## Document passage
/---

Sir Arthur Bliss. "Things To Come". First sound film to have a specially written score.

Prokofiev. "Alexander Nevsky". "Ivan the Terrible". "Lieutenant Kizheh".

Eric Coates. "The Dambusters" inc. The Dambusters March.

Richard Addinsell. The Warsaw Concerto. featured in the film "Dangerous Moonlight".


----------



## Il_Penseroso

Prokofiev for Eisenstein's Ivan the Terrible I II


----------



## hyogen

Rasa said:


> Yann Tiersen should be put on a stake, hung, burned and then buried in salt.


haha, why? i just heard one of his pieces for the first time yesterday


----------



## hyogen

GermanViolin said:


> I REALLY like the score for "The Last Samurai". Very nice! And it added to the emotion of the whatever scene was going on, especially during the battles and other intense moments. What I've noticed is that a score that has a really strong, or even solo, cello part seems to wrench at my heart strings (all puns intended). Agree? Disagree?


http://www.head-fi.org/t/600927/favorite-movie-scene-accompanying-favorite-song-soundtrack-and-why posted this this morning


----------



## gabem

ALL TIME FAVORITE movie score is THE MISSION. Beautifully composed and arranged by the master Ennio Morricone!


----------



## mwd

"Prokofiev's score for Eisenstein's Alexander Nevsky is deservedly acclaimed; the 'Battle on the Ice' alone would elevate this one to the peaks of film scoring"

One of my top choices, together with his "Gadfly Suite" and what about Walton's "Spitfire Prelude".

MWD.


----------



## mwd

Danny,

I wholheartedly agree. Every time I have listened to a concert of film music I have been dissapointed. Very few scores seem to stand up on their own. However some composers have successfully developed suites from their scores.

It would be nice todevelop a list of these.

MWD.


----------



## Mesa

Wholeheartedly deserving of the Oscar, particularly for the almost sickly sweet Married Life.


----------



## Argus

Geinoh Yamashirogumi - Akira





The best fusion of gamelan, gagaku, electronica, rock and classical you'll ever hear.


----------



## gr8gunz

Great Scores:

Poltergeist
Rudy
The Sandpebbles
Star Trek

Yeah, I like Goldsmith.


----------



## Badinerie

There are so many, some have been mentioned, others are

Anatomy of a Murder. Duke Ellington

Spirited away. Joe Hisaishi

Hobsons choice. Malcolm Arnold

The Battle of Britain William Walton

I'll probably think of a lot more when I shut my laptop down lol!


----------



## PetrB

mwd said:


> Danny,
> 
> I wholheartedly agree. Every time I have listened to a concert of film music I have been dissapointed. Very few scores seem to stand up on their own. However some composers have successfully developed suites from their scores.
> 
> It would be nice todevelop a list of these.

\---

(Saved items)
/---

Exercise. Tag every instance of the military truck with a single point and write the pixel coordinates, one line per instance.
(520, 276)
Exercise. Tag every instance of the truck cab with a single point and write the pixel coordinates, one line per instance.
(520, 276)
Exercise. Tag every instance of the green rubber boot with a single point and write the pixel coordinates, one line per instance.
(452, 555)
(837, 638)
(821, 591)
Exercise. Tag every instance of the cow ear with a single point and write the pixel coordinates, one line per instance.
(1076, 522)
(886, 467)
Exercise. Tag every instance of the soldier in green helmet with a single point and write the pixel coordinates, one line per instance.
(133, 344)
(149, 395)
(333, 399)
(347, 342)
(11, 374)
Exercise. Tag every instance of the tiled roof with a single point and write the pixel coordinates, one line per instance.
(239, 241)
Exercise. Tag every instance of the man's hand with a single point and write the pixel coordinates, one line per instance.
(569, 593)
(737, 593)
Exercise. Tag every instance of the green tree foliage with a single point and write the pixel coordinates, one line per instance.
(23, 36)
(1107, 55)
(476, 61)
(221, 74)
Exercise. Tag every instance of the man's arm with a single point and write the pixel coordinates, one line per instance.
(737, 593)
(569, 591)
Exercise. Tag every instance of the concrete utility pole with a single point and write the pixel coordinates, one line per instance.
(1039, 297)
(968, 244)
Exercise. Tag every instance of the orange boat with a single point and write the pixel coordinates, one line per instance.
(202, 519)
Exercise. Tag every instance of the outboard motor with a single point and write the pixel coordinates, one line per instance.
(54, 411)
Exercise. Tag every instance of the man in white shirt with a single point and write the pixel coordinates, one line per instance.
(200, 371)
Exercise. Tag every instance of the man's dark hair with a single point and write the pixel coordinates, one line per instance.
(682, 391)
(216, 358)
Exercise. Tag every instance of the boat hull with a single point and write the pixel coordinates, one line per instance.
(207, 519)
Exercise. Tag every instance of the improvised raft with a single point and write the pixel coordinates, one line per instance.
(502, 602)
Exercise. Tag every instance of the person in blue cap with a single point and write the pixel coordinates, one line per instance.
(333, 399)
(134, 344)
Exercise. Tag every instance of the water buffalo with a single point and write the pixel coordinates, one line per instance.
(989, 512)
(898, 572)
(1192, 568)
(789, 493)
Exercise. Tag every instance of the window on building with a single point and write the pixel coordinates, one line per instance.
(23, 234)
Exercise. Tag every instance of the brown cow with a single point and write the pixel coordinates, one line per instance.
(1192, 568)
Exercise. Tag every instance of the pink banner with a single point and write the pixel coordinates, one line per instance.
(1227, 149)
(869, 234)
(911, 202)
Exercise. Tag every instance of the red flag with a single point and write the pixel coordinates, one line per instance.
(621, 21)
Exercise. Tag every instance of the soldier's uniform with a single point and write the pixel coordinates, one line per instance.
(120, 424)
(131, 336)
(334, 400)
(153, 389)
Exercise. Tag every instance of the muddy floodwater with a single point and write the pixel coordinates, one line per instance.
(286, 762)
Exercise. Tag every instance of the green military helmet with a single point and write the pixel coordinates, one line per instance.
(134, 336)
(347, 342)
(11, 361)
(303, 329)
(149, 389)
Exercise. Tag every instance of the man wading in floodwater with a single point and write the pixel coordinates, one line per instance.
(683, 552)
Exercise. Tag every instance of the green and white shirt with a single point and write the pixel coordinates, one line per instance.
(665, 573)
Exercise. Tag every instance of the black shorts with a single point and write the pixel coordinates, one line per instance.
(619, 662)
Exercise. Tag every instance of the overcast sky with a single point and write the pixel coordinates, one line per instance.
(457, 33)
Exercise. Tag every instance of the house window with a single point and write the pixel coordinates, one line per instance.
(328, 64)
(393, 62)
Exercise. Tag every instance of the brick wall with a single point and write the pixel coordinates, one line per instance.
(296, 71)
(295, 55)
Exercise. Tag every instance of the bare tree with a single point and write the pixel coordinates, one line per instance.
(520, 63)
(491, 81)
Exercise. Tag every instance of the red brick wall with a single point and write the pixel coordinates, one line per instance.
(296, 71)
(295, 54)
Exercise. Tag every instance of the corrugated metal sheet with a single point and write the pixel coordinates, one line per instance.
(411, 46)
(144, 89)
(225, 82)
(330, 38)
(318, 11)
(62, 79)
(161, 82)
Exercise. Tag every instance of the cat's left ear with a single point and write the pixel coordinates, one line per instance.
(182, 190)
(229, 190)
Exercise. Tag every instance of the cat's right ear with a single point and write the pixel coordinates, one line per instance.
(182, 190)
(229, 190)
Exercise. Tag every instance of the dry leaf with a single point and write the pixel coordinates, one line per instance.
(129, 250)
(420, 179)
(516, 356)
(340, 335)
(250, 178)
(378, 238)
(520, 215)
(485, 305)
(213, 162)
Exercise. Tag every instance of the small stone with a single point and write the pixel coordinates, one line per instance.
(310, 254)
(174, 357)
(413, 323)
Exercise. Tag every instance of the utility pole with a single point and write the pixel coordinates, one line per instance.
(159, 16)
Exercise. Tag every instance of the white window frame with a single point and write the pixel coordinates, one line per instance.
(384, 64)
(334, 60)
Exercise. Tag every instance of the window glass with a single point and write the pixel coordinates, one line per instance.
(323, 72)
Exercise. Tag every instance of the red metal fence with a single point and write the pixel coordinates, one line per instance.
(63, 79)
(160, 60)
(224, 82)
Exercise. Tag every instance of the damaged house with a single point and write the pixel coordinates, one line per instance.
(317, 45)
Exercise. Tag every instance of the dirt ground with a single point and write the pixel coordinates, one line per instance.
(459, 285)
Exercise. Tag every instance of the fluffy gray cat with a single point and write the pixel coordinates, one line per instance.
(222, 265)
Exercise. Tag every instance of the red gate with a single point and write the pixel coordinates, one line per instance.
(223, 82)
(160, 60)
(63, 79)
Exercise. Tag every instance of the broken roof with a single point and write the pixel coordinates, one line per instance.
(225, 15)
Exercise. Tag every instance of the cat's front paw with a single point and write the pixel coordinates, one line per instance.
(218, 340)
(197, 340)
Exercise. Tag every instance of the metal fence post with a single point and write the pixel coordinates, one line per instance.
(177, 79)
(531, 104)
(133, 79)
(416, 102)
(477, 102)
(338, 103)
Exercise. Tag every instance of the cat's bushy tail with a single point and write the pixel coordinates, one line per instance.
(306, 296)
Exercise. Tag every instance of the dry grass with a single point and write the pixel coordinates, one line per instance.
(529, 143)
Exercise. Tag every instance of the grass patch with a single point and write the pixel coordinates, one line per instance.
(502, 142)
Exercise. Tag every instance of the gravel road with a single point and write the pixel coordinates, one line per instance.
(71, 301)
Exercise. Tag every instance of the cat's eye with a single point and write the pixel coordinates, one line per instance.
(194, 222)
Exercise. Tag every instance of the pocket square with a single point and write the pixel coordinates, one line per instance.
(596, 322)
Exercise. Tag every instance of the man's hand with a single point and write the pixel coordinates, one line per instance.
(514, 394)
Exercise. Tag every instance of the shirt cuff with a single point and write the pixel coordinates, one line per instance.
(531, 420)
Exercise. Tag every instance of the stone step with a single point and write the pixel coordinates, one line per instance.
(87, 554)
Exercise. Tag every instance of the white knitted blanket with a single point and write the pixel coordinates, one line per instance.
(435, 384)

\---

## Your assignment
Check each statement against the film score thread and answer yes or no, quoting the deciding words: (a) "Things To Come" was the first sound film to have a specially written score. (b) gabem's all-time favorite movie score is "The Last Samurai." (c) mwd has enjoyed every concert of film music he has heard.

## Task solution
(a) Yes: "First sound film to have a specially written score."
(b) No: "ALL TIME FAVORITE movie score is THE MISSION."
(c) No: "Every time I have listened to a concert of film music I have been dissapointed."